What is needed: Copy out every line of the listing below word for word, with nothing changed.

Data extract:
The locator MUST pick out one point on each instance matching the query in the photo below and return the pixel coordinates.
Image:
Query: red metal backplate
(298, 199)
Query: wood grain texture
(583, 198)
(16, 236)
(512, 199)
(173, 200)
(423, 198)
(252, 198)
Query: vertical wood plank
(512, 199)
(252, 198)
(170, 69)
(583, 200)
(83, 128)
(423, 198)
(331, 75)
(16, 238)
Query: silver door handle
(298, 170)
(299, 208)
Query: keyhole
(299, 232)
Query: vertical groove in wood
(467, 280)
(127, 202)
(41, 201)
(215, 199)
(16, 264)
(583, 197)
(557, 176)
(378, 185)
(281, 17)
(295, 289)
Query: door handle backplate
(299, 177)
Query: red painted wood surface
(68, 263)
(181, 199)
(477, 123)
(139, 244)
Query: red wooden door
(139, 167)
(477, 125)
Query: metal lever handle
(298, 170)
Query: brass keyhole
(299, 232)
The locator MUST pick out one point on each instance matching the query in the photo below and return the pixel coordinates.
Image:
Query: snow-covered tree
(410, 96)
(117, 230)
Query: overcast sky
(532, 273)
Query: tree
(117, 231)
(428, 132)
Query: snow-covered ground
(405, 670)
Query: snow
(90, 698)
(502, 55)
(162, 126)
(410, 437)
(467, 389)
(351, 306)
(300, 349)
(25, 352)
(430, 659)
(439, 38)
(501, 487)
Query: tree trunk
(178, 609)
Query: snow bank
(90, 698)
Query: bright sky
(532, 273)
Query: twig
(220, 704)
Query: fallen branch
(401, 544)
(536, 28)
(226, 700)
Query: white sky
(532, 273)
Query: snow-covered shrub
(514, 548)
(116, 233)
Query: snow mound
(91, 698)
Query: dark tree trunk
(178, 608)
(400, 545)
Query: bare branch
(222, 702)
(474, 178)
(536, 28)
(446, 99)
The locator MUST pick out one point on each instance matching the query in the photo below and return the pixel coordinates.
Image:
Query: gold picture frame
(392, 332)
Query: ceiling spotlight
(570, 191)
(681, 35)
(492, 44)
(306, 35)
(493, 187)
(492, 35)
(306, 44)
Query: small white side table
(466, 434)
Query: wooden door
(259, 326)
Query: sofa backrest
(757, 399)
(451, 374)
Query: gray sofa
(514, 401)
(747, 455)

Written solution:
The locator MUST pick out one point on each instance matching the query in the photo below and return the pixel coordinates.
Image:
Query: red metal backplate
(298, 199)
Query: wood grain texture
(583, 198)
(16, 236)
(512, 199)
(173, 200)
(423, 198)
(252, 198)
Query: vertical wood plank
(512, 199)
(252, 198)
(170, 69)
(583, 200)
(83, 128)
(423, 198)
(331, 75)
(16, 238)
Query: silver door handle
(298, 170)
(299, 208)
Query: keyhole
(299, 232)
Query: vertical groove in wood
(467, 280)
(127, 202)
(41, 201)
(215, 199)
(16, 264)
(583, 197)
(557, 176)
(378, 185)
(281, 17)
(295, 289)
Query: door handle backplate
(299, 177)
Query: red painted wood surface
(68, 263)
(181, 199)
(477, 123)
(139, 244)
Query: red wooden door
(139, 167)
(477, 125)
Query: metal lever handle
(298, 170)
Query: brass keyhole
(299, 232)
The locator MUST pick out one point on each instance matching the query in the photo below and return the pixel coordinates.
Image:
Query: snow-covered tree
(410, 96)
(117, 230)
Query: overcast sky
(532, 273)
Query: tree
(117, 231)
(428, 132)
Query: snow-covered ground
(405, 670)
Query: snow
(90, 698)
(502, 55)
(162, 126)
(410, 437)
(467, 389)
(351, 306)
(300, 349)
(25, 352)
(430, 659)
(439, 38)
(501, 487)
Query: tree trunk
(178, 609)
Query: snow bank
(90, 698)
Query: bright sky
(532, 273)
Query: twig
(220, 704)
Query: fallen branch
(401, 544)
(536, 28)
(226, 700)
Query: white sky
(532, 273)
Query: snow-covered shrub
(514, 548)
(116, 233)
Query: snow mound
(91, 698)
Query: dark tree trunk
(178, 608)
(400, 545)
Query: bare branch
(222, 702)
(474, 178)
(536, 28)
(446, 99)
The locator MUST pick out one point on each instance matching the query in the photo below and return the pixel coordinates.
Image:
Query: gold picture frame
(392, 332)
Query: ceiling spotlight
(570, 191)
(681, 35)
(492, 44)
(306, 35)
(493, 187)
(492, 35)
(306, 44)
Query: small white side table
(466, 434)
Query: wooden door
(259, 326)
Query: sofa backrest
(757, 399)
(451, 374)
Query: gray sofa
(514, 401)
(747, 455)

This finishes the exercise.